▸ **Exercise instructions**
Format the lines from the start of the items through the line containing "column 728, row 514", inclusive, as a JSON list of strings with one string per line, leaving out any blank lines.

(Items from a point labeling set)
──────────

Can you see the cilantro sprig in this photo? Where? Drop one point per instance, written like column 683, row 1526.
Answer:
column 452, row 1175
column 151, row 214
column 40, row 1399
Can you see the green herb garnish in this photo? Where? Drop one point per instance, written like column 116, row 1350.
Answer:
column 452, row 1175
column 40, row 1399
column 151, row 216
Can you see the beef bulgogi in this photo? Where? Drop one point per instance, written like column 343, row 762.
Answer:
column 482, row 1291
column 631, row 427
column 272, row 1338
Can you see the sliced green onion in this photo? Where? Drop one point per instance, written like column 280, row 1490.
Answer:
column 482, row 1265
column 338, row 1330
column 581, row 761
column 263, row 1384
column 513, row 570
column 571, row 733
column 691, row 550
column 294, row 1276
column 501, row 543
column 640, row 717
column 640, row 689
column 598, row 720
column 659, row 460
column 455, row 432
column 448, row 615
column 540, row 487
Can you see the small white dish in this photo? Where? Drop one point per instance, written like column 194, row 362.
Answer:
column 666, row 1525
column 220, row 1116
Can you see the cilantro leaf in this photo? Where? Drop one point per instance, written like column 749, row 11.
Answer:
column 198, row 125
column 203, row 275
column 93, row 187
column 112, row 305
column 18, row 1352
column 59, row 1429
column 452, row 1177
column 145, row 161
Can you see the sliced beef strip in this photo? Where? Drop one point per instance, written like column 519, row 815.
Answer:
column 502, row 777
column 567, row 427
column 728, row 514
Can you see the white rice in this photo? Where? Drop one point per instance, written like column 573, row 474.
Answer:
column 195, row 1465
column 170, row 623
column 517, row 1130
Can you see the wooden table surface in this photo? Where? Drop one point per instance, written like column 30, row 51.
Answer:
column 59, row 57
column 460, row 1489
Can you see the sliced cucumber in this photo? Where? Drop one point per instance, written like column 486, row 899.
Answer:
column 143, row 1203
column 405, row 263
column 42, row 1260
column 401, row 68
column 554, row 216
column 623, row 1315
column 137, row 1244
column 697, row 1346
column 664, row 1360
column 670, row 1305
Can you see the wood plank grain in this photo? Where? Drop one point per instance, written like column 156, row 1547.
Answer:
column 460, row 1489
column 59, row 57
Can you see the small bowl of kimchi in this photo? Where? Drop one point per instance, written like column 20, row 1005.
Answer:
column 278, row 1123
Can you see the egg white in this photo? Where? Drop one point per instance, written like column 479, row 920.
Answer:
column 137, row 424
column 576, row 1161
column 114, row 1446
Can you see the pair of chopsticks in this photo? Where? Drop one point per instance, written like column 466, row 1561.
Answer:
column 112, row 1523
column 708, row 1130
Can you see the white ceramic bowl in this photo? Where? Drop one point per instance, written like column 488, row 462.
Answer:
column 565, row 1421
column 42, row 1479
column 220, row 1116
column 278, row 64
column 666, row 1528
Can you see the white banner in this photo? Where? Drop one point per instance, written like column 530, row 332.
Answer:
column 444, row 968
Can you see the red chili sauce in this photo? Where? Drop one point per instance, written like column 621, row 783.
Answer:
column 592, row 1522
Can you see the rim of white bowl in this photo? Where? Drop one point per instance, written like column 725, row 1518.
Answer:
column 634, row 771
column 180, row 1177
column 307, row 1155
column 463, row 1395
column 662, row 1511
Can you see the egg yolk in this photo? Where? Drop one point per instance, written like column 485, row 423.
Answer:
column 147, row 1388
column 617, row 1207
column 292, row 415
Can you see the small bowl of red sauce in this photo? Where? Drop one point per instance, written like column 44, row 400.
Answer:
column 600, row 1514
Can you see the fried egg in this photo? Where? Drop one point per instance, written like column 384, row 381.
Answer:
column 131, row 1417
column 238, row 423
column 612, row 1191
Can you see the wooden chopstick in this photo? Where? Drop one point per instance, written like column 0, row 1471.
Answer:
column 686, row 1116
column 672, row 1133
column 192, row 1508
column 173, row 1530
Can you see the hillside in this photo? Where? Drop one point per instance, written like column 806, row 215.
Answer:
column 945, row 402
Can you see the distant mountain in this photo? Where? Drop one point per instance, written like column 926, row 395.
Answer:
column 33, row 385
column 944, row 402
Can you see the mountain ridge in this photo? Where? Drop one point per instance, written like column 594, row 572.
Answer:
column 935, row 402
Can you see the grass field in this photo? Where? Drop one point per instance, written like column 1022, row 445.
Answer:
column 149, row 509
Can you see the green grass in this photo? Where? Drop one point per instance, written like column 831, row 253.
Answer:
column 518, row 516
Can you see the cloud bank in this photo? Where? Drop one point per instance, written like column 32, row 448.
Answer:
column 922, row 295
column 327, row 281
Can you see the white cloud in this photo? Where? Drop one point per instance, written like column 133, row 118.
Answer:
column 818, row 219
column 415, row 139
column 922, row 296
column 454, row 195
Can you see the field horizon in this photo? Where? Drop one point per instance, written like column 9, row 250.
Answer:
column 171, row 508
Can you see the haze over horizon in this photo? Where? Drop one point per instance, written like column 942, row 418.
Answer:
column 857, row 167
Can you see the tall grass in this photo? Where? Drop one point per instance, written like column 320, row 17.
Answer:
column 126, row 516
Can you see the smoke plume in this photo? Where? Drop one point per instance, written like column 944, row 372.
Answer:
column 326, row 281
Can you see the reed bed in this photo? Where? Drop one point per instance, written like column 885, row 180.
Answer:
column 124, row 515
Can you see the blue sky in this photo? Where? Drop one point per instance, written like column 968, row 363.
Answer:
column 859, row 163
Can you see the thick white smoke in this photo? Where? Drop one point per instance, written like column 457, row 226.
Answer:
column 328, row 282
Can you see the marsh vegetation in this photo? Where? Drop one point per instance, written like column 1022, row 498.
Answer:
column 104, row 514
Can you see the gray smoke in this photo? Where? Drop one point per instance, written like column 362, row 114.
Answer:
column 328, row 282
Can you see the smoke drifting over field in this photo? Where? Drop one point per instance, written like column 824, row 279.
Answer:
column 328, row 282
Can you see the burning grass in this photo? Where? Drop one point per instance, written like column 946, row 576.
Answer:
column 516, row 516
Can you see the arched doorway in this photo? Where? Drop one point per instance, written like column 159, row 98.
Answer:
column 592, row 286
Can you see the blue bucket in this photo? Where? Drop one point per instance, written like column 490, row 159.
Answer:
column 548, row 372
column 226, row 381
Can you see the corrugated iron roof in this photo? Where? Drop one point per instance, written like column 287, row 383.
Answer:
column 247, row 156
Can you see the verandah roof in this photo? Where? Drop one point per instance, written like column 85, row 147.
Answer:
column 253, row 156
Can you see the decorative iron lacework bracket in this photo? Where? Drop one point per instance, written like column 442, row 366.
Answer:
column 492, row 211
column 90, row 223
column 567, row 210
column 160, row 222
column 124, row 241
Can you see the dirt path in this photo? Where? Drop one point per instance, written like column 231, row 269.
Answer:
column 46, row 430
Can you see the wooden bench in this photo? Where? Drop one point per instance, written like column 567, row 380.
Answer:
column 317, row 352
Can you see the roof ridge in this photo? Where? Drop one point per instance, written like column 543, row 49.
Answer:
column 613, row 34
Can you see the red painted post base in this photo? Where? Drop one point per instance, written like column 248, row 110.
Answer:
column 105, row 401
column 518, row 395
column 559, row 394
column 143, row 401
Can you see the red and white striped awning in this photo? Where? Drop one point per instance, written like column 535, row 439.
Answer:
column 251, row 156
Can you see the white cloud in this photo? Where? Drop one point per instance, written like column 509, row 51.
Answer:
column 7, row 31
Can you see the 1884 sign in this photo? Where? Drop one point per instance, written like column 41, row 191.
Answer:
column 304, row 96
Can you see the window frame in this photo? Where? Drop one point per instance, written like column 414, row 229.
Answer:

──────────

▸ **Result below**
[
  "Can you see the cilantro sprig in this photo? Where? Drop one point per instance, written like column 683, row 1526.",
  "Answer:",
  "column 452, row 1175",
  "column 151, row 214",
  "column 40, row 1399",
  "Can you see the green herb garnish in this photo? Where? Drop one point per instance, written like column 116, row 1350.",
  "Answer:",
  "column 452, row 1175",
  "column 40, row 1399",
  "column 151, row 216",
  "Can you see the beef bulgogi in this photo? Where? Drop one point per instance, written like column 343, row 762.",
  "Answer:",
  "column 482, row 1291",
  "column 631, row 427",
  "column 272, row 1338",
  "Can you see the sliced green onion in this photo? Where? Drop one point per instance, written like column 280, row 1490.",
  "Answer:",
  "column 482, row 1265",
  "column 338, row 1330",
  "column 581, row 761",
  "column 263, row 1384",
  "column 513, row 570",
  "column 571, row 733",
  "column 691, row 550",
  "column 294, row 1276",
  "column 501, row 543",
  "column 640, row 717",
  "column 640, row 689",
  "column 598, row 720",
  "column 659, row 460",
  "column 455, row 432",
  "column 448, row 615",
  "column 540, row 487",
  "Can you see the small white dish in this photo? Where? Drop one point per instance, written like column 194, row 362.",
  "Answer:",
  "column 666, row 1525",
  "column 220, row 1116",
  "Can you see the cilantro leaf in this photo? Where? Drop one point per instance, written like column 749, row 11.",
  "Answer:",
  "column 198, row 125",
  "column 203, row 275",
  "column 93, row 187",
  "column 112, row 305",
  "column 18, row 1352",
  "column 59, row 1429",
  "column 452, row 1177",
  "column 145, row 161",
  "Can you see the sliced beef strip in this photo? Where? Drop one point per instance, written like column 519, row 815.",
  "Answer:",
  "column 502, row 777",
  "column 567, row 427",
  "column 728, row 514"
]